::: EXTRACT
2-Jerusalem

Presentation3What’s going on in Jerusalem?    

Importance of Jerusalem

Jerusalem with its Old City, religious places and famous markets has long been the centre of Palestinian life on artistic, intellectual and business and political levels. Palestine has been under occupation for hundreds of years (Ottomans, British and Israelis) and has not had control of its country but certainly Jerusalem is for Palestinians the heart of the country and they want it to formally become their capital.

Jerusalem is holy to Muslims, Christns and Jews and has over centuries been shared or fought over. In the past century, the Israelis have been pushing to take it over completely and restricting the freedoms of the Palestinian population (both Muslim and Christian) and making it difficult for them to live and remain there.

International area did not happen

When the UN made a suggested division of Palestine in 1947, the international importance of this area to people of the world, to Muslims, Christians and Jews was recognised by the proposal of an internationally-controlled area of 70 sq km around Jerusalem (this would have included Abu Dis, Bethlehem and Ramallah) – though this never happened.
::::::
::: DATA PROVIDED
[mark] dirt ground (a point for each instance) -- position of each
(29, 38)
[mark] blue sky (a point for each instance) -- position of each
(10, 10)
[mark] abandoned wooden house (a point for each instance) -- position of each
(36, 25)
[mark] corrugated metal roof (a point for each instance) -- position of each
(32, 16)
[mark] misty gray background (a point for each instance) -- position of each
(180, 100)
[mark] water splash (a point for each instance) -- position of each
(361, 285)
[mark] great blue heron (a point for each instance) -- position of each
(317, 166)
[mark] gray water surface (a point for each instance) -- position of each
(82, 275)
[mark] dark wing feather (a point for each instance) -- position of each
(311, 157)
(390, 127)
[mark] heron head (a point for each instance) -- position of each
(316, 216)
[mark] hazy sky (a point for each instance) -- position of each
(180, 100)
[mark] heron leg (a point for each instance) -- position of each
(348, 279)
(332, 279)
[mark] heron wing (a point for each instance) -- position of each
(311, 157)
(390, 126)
::::::
::: DATA PROVIDED
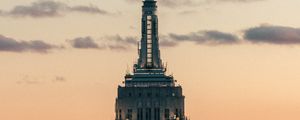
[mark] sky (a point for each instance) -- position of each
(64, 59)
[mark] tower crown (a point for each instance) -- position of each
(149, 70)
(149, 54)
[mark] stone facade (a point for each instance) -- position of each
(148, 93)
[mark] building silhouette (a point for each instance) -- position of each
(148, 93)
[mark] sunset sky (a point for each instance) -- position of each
::::::
**SHORT TASK**.
From the text on Jerusalem above, write out the passage starting with "Jerusalem with its" and going on through "and remain there.".

**REPLY TO THE EXERCISE**.
Jerusalem with its Old City, religious places and famous markets has long been the centre of Palestinian life on artistic, intellectual and business and political levels. Palestine has been under occupation for hundreds of years (Ottomans, British and Israelis) and has not had control of its country but certainly Jerusalem is for Palestinians the heart of the country and they want it to formally become their capital.

Jerusalem is holy to Muslims, Christns and Jews and has over centuries been shared or fought over. In the past century, the Israelis have been pushing to take it over completely and restricting the freedoms of the Palestinian population (both Muslim and Christian) and making it difficult for them to live and remain there.